-- begin Text provided --

The situation I describe above is one where many, many organisations and individuals are publishing data in a consistent form and that is likely to happen over the next few years for common data like business addresses and phone numbers, but much less likely for less mainstream data. The situation with addresses is one where it is clear there is a reason to publish your individual data other than to be part of the whole, in more contrived cases where the only reason to publish is to contribute to a larger aggregate the notion of fair-use for a small amount of the data may not stand up. That is, over the longer term, address data will not be crowd-sourced – people deliberately creating a dataset – but web-sourced – the data will be on the web anyway.

We can see from this small example that the kinds of data that may be vulnerable to distributed publishing in this way are wide-ranging. The Dewey Decimal Classification scheme used by libraries, Telephone directories (with lookups in both directions), Gracenote’s music database, Legal case numbering schemes, could all be published this way. The problem, of course, is that the data has to be distributed sufficiently that no individual host can be seen as infringing. For common data this will happen naturally, but the co-ordination overhead for a group trying to do this pro-actively would be significant; though that might be solved easily by someone else thinking about how to do this.

-- end Text provided --
-- begin Exercise input --

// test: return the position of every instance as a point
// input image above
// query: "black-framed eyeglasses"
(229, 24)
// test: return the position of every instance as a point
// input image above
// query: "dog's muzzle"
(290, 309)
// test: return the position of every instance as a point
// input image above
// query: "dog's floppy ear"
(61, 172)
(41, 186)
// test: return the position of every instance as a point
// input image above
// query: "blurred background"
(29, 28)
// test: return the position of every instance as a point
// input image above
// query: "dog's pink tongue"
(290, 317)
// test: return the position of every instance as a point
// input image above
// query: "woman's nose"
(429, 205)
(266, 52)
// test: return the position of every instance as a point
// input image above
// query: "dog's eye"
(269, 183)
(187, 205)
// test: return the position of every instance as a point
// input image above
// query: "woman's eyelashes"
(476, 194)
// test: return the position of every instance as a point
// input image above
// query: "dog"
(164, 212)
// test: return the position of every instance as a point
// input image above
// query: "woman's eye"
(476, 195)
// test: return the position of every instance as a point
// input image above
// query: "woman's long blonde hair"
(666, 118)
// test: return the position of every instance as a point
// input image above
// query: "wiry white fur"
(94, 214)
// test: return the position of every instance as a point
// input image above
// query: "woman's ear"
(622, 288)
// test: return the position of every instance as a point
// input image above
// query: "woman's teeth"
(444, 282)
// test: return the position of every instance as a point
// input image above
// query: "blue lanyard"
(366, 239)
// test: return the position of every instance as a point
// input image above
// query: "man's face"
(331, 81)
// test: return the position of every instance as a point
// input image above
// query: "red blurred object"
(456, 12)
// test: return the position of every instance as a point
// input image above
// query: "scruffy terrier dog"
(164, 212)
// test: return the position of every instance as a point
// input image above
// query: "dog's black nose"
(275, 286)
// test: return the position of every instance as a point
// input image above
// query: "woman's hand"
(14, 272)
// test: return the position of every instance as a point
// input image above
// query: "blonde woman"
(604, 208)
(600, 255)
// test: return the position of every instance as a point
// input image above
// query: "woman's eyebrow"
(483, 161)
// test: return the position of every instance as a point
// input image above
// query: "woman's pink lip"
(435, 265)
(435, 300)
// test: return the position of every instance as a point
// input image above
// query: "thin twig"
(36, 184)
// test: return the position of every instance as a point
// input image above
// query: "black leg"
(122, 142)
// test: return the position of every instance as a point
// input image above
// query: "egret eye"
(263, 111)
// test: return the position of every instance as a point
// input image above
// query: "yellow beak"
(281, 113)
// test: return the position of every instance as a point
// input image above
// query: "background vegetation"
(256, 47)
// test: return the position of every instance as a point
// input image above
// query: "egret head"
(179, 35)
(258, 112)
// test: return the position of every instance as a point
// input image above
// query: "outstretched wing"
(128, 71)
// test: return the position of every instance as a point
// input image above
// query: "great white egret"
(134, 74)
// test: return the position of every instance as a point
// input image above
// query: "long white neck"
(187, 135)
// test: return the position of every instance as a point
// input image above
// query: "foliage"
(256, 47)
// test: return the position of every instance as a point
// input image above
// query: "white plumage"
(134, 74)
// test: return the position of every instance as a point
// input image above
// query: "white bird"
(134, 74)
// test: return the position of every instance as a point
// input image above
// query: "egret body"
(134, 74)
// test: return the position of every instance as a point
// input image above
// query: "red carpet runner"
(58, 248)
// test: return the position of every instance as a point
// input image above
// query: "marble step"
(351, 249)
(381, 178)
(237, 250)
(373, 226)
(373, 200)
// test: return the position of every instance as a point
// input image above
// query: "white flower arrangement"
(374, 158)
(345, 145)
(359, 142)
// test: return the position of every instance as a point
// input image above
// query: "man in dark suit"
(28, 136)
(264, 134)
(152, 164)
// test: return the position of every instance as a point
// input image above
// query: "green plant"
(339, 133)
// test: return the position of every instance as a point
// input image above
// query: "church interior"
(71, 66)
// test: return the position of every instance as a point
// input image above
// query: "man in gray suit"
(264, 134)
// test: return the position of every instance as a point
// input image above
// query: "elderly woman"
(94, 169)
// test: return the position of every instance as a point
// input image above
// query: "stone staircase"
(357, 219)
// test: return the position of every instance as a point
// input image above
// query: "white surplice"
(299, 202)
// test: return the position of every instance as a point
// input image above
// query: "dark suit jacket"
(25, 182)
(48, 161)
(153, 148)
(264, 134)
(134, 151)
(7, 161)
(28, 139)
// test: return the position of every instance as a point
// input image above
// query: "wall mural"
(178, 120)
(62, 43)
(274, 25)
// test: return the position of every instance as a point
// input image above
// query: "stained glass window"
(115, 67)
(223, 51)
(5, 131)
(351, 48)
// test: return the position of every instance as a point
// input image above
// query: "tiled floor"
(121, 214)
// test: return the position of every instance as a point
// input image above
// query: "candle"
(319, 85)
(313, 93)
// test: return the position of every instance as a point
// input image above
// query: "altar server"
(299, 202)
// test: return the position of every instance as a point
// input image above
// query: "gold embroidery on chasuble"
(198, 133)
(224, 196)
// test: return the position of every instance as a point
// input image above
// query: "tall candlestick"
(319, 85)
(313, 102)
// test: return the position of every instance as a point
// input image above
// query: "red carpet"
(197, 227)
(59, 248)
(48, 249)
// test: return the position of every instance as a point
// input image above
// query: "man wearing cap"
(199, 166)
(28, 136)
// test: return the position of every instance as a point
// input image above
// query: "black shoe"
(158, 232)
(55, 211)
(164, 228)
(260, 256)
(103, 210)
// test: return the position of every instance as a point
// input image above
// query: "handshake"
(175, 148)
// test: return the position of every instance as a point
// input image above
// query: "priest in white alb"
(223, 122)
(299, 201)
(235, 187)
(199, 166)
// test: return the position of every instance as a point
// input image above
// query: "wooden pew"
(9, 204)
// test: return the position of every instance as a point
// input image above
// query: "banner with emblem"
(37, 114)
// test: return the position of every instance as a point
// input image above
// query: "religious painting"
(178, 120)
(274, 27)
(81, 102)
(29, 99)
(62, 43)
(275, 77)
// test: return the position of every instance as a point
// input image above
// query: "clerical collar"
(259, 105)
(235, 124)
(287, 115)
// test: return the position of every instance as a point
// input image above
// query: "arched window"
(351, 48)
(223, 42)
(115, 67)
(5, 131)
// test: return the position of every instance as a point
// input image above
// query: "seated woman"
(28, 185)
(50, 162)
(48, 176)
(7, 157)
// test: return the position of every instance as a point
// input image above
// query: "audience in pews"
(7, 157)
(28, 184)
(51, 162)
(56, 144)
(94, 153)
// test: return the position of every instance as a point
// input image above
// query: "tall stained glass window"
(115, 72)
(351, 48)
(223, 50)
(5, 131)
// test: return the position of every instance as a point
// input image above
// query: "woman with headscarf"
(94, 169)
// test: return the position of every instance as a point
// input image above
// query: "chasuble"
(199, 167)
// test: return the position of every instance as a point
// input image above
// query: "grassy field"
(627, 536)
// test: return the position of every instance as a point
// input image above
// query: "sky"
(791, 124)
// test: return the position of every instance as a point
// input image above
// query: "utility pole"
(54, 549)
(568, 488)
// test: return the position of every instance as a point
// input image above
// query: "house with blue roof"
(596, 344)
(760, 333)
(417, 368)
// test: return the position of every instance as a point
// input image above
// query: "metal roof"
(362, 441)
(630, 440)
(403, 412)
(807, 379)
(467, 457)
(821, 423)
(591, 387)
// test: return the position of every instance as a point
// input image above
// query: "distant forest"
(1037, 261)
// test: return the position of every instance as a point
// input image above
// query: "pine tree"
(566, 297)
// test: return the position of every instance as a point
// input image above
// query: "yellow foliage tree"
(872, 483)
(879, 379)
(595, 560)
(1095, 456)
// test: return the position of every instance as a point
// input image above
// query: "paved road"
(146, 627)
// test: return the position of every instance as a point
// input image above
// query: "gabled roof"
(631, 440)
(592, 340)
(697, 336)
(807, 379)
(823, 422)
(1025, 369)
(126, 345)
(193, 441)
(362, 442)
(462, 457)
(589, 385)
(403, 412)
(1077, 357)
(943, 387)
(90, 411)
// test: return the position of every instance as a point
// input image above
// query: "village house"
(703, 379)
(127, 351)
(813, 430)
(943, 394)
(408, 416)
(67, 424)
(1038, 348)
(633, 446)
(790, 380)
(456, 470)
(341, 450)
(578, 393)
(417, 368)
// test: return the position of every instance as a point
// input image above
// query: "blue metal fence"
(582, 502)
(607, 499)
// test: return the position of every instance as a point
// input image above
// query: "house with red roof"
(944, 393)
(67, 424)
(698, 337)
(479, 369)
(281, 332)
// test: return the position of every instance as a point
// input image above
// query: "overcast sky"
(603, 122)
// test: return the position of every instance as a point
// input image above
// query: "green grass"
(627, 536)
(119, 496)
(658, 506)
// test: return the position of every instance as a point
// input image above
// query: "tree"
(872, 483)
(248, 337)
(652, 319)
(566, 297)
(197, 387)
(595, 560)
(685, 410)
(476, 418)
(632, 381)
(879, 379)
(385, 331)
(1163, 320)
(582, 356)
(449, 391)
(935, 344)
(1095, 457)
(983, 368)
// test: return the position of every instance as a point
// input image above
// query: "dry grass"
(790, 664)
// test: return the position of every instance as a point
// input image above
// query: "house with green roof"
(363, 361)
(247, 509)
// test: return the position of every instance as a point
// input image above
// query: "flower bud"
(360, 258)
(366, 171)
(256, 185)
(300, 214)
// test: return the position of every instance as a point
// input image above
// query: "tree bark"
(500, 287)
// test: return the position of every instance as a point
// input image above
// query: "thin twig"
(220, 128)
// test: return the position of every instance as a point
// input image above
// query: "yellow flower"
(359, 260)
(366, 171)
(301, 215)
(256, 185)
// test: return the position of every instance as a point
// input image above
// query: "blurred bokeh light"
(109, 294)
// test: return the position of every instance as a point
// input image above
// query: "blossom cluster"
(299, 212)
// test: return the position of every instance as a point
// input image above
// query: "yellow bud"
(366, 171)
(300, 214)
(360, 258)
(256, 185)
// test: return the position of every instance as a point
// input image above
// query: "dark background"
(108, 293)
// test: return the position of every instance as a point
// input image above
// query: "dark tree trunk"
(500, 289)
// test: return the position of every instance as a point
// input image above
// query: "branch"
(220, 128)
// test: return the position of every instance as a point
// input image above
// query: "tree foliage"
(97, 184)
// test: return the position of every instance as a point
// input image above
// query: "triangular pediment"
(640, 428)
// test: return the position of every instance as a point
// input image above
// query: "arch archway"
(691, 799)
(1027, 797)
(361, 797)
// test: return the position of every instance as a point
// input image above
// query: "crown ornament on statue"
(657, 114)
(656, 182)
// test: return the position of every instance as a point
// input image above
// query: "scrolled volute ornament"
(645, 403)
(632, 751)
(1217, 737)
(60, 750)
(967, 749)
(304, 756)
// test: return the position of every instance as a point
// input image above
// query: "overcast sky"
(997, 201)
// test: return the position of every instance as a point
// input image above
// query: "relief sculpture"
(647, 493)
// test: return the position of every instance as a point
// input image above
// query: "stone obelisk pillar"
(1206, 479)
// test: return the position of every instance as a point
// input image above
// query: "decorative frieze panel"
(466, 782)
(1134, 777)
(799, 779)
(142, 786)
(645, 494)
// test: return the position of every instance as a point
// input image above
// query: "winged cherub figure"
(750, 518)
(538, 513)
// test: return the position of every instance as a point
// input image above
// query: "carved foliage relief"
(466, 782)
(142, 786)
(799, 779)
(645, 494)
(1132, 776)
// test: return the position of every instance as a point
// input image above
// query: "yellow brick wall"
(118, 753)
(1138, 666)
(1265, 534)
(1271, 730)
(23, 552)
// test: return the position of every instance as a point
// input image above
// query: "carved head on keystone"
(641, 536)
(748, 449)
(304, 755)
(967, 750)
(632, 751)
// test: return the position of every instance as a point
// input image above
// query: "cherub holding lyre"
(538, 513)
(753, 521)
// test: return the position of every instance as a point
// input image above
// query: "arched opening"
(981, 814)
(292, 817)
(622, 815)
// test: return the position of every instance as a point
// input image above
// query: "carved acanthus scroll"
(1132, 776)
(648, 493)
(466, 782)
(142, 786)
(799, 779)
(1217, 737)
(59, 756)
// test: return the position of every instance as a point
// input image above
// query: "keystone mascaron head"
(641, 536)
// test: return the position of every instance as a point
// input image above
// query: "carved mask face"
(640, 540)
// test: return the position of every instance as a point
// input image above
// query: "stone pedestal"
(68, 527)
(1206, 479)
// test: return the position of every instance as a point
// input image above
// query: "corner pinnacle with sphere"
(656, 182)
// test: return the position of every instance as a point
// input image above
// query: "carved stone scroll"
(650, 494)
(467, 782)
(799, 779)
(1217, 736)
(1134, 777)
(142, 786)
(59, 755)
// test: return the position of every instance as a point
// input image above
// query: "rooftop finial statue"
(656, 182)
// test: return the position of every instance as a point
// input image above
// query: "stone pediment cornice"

-- end Exercise input --

_Actions to take_:
(1) Reproduce the passage on distributed data publishing in full, word for word.
(2) Report every line in the records that contains the word "statue".

_Problem solutions_:
(1)
The situation I describe above is one where many, many organisations and individuals are publishing data in a consistent form and that is likely to happen over the next few years for common data like business addresses and phone numbers, but much less likely for less mainstream data. The situation with addresses is one where it is clear there is a reason to publish your individual data other than to be part of the whole, in more contrived cases where the only reason to publish is to contribute to a larger aggregate the notion of fair-use for a small amount of the data may not stand up. That is, over the longer term, address data will not be crowd-sourced – people deliberately creating a dataset – but web-sourced – the data will be on the web anyway.

We can see from this small example that the kinds of data that may be vulnerable to distributed publishing in this way are wide-ranging. The Dewey Decimal Classification scheme used by libraries, Telephone directories (with lookups in both directions), Gracenote’s music database, Legal case numbering schemes, could all be published this way. The problem, of course, is that the data has to be distributed sufficiently that no individual host can be seen as infringing. For common data this will happen naturally, but the co-ordination overhead for a group trying to do this pro-actively would be significant; though that might be solved easily by someone else thinking about how to do this.

(2)
// query: "crown ornament on statue"
// query: "rooftop finial statue"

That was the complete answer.